# Written request:
Pull out every line of the listing below that contains the string "forest", matching case exactly.

Some records
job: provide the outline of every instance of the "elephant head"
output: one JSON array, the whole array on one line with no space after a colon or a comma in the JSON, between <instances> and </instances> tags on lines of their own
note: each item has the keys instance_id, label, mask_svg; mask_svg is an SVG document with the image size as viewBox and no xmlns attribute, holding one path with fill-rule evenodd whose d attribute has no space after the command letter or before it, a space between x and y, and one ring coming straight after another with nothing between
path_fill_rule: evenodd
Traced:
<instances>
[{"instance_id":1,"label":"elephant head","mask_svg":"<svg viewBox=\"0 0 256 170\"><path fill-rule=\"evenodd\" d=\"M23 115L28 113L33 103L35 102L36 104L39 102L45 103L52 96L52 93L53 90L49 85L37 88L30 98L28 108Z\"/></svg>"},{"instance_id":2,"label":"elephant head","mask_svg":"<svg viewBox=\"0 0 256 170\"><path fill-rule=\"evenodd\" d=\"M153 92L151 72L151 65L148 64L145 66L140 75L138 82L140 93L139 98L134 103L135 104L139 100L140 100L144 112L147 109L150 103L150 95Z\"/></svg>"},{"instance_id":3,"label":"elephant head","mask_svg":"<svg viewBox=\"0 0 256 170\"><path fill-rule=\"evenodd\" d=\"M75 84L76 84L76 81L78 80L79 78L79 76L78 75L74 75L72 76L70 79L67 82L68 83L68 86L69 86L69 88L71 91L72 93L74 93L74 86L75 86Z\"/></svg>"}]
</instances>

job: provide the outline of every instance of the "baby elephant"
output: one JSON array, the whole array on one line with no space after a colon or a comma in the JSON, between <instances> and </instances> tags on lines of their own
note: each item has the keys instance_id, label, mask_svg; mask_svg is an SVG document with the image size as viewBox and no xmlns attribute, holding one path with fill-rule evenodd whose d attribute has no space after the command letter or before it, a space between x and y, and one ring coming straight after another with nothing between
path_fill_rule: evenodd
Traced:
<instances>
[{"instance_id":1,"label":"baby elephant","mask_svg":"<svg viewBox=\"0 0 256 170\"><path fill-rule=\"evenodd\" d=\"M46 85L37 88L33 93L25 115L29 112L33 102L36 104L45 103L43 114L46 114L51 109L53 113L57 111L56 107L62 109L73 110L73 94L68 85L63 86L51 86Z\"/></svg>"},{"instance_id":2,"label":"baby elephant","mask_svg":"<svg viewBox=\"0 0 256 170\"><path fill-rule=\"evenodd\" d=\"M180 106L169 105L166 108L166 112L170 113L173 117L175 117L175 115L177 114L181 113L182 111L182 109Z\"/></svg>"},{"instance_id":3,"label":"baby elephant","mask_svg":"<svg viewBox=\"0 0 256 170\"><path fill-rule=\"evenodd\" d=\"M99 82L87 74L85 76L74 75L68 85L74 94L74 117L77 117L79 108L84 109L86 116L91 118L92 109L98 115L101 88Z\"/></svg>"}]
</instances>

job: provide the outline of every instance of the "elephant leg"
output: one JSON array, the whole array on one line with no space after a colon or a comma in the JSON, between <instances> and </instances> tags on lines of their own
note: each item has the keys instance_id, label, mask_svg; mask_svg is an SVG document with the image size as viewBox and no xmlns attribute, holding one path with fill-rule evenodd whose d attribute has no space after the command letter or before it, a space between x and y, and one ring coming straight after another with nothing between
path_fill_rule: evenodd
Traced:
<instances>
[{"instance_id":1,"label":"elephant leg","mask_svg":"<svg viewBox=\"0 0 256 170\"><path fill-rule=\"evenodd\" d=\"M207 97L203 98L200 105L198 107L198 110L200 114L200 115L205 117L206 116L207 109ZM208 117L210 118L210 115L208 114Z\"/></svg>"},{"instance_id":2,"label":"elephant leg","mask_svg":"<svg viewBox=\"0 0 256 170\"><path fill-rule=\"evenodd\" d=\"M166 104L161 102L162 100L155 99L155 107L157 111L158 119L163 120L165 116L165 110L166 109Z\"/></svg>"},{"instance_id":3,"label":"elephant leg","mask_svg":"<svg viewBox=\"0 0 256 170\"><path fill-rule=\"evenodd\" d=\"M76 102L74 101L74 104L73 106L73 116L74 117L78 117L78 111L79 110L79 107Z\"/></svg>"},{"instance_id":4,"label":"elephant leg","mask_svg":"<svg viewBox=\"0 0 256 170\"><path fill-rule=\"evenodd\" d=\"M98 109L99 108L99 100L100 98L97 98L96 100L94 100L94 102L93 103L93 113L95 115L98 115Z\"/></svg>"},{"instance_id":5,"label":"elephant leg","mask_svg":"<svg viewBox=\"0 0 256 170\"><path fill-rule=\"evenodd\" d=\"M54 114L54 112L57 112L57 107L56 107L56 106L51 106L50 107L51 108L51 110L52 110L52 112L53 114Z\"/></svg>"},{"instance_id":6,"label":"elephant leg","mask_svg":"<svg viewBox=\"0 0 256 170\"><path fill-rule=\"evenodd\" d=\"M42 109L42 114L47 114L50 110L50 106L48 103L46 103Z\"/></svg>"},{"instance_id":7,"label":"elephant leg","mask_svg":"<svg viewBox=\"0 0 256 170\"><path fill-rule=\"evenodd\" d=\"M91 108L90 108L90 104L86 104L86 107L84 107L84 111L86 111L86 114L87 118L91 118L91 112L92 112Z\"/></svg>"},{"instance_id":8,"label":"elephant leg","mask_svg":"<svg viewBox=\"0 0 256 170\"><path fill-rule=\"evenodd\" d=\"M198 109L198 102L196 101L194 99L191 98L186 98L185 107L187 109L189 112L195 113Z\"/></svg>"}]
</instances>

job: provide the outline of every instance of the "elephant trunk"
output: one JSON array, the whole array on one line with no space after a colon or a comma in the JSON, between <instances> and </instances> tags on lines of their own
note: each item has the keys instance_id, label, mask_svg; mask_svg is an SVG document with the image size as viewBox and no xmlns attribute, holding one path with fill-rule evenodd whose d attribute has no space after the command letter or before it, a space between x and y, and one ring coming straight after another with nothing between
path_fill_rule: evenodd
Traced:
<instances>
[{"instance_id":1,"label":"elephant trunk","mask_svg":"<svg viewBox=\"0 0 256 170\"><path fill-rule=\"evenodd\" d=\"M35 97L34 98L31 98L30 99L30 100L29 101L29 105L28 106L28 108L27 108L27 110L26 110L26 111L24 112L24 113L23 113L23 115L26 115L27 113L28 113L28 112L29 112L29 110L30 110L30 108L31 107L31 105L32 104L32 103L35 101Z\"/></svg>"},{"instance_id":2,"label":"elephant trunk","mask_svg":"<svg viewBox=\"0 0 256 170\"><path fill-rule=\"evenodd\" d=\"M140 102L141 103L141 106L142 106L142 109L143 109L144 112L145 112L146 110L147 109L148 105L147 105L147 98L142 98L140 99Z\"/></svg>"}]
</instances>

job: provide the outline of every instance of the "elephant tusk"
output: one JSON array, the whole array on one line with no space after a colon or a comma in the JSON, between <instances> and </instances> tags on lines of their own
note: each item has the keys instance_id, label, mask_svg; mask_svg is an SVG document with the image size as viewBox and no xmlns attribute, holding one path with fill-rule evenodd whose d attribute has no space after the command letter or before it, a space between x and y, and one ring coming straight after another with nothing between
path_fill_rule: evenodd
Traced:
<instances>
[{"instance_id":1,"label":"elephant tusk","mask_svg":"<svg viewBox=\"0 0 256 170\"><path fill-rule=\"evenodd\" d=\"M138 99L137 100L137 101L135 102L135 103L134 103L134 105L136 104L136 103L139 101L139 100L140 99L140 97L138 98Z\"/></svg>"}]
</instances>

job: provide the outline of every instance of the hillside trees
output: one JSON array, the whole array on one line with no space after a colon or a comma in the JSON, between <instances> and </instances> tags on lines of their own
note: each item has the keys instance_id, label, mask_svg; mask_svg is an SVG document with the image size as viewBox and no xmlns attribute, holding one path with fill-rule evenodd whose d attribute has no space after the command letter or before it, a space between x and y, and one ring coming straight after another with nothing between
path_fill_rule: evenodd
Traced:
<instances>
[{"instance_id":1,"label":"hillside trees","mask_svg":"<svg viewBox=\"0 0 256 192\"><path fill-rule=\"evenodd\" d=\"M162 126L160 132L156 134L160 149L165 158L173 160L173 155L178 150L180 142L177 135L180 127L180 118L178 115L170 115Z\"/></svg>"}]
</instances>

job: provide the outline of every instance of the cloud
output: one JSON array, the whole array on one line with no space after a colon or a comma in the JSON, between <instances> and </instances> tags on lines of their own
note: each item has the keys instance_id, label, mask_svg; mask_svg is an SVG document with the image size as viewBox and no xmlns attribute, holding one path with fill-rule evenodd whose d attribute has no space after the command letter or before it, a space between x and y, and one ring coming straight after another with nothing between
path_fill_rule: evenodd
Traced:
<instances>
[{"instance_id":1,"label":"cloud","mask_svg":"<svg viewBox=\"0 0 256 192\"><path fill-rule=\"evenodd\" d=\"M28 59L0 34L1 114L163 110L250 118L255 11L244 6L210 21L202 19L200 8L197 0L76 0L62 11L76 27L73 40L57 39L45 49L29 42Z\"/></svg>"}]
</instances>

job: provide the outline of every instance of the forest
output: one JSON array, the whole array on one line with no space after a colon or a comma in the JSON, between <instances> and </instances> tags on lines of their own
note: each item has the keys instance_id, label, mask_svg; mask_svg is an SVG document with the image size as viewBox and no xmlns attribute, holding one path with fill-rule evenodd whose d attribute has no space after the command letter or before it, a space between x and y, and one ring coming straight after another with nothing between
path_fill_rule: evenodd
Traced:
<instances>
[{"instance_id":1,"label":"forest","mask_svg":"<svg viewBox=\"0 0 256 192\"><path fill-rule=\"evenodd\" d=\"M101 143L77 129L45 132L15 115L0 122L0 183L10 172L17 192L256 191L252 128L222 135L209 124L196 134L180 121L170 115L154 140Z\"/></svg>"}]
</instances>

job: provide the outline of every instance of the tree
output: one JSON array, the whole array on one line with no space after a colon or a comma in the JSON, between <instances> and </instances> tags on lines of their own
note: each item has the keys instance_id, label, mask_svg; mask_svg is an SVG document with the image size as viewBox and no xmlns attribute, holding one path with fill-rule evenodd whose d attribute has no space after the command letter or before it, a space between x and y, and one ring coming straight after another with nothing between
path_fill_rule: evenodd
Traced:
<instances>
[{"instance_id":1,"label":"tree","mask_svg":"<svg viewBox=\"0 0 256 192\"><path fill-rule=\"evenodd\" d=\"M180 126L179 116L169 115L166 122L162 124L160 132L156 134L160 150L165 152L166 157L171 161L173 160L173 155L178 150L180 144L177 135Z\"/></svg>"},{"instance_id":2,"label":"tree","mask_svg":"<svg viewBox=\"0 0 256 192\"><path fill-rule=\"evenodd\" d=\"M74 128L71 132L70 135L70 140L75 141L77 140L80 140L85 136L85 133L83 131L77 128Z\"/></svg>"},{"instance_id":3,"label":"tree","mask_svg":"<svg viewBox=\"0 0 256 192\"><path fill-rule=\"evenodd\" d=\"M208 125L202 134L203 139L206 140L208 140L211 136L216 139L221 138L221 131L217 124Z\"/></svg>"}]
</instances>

# Solution for this task:
job: provide the outline of every instance of the forest
[{"instance_id":1,"label":"forest","mask_svg":"<svg viewBox=\"0 0 256 192\"><path fill-rule=\"evenodd\" d=\"M101 143L77 129L45 132L15 115L0 122L0 183L10 172L17 192L256 191L252 128L222 135L209 124L196 134L180 121L170 115L154 140Z\"/></svg>"}]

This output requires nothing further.